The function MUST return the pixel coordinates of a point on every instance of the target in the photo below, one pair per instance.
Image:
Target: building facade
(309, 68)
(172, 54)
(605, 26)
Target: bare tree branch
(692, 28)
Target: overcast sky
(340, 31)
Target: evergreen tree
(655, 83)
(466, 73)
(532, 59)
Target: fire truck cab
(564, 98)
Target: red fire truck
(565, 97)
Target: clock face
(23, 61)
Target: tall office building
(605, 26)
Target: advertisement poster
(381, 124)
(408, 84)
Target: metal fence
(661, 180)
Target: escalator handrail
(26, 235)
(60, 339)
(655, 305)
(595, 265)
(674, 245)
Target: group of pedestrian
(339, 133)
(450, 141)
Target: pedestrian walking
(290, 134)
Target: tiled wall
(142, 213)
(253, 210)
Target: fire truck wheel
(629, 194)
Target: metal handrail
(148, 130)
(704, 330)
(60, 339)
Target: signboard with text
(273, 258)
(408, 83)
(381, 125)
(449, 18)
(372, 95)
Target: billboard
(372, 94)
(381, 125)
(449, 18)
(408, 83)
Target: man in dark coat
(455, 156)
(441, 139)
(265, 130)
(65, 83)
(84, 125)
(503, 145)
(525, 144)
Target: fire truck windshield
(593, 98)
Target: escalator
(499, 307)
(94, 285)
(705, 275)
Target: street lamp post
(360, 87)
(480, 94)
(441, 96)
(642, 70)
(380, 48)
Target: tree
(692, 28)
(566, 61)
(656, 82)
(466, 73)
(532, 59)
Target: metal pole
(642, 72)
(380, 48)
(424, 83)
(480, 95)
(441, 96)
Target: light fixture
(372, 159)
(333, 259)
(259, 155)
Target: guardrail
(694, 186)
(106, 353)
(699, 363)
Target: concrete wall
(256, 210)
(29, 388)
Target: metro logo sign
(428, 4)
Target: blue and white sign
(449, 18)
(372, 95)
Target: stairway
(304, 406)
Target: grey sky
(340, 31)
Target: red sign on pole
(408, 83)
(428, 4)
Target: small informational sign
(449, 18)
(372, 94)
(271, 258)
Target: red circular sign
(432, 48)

━━━━

Exercise instructions: Return every entry exactly as given.

Written solution:
The function MUST return the pixel coordinates of a point on every instance of the target in the photo below, one pair per instance.
Image:
Target: building facade
(309, 68)
(172, 54)
(605, 26)
Target: bare tree branch
(692, 28)
Target: overcast sky
(340, 31)
Target: evergreen tree
(655, 83)
(466, 73)
(532, 59)
Target: fire truck cab
(564, 98)
Target: red fire truck
(565, 97)
Target: clock face
(23, 61)
Target: tall office building
(605, 26)
Target: advertisement poster
(381, 124)
(408, 84)
Target: metal fence
(661, 180)
Target: escalator handrail
(26, 235)
(60, 339)
(655, 305)
(595, 265)
(674, 245)
Target: group of pedestrian
(339, 133)
(450, 141)
Target: pedestrian walking
(290, 134)
Target: tiled wall
(142, 213)
(253, 210)
Target: fire truck wheel
(629, 194)
Target: metal handrail
(148, 130)
(704, 330)
(60, 339)
Target: signboard with text
(273, 258)
(408, 83)
(381, 125)
(449, 18)
(372, 95)
Target: billboard
(372, 94)
(381, 125)
(449, 18)
(408, 83)
Target: man in dark coat
(455, 156)
(441, 139)
(265, 130)
(65, 83)
(84, 125)
(503, 145)
(525, 144)
Target: fire truck windshield
(593, 98)
Target: escalator
(499, 307)
(94, 285)
(705, 275)
Target: street lamp post
(360, 87)
(480, 94)
(441, 96)
(642, 70)
(380, 48)
Target: tree
(692, 28)
(566, 61)
(656, 82)
(466, 73)
(532, 59)
Target: metal pole
(642, 72)
(380, 48)
(424, 83)
(480, 95)
(441, 96)
Target: light fixture
(372, 159)
(333, 259)
(259, 155)
Target: guardrail
(694, 186)
(106, 353)
(699, 363)
Target: concrete wall
(256, 210)
(29, 388)
Target: metro logo sign
(428, 4)
Target: blue and white sign
(449, 18)
(372, 95)
Target: stairway
(304, 406)
Target: grey sky
(340, 31)
Target: red sign on pole
(408, 83)
(428, 4)
Target: small informational sign
(449, 18)
(372, 94)
(271, 258)
Target: red circular sign
(432, 48)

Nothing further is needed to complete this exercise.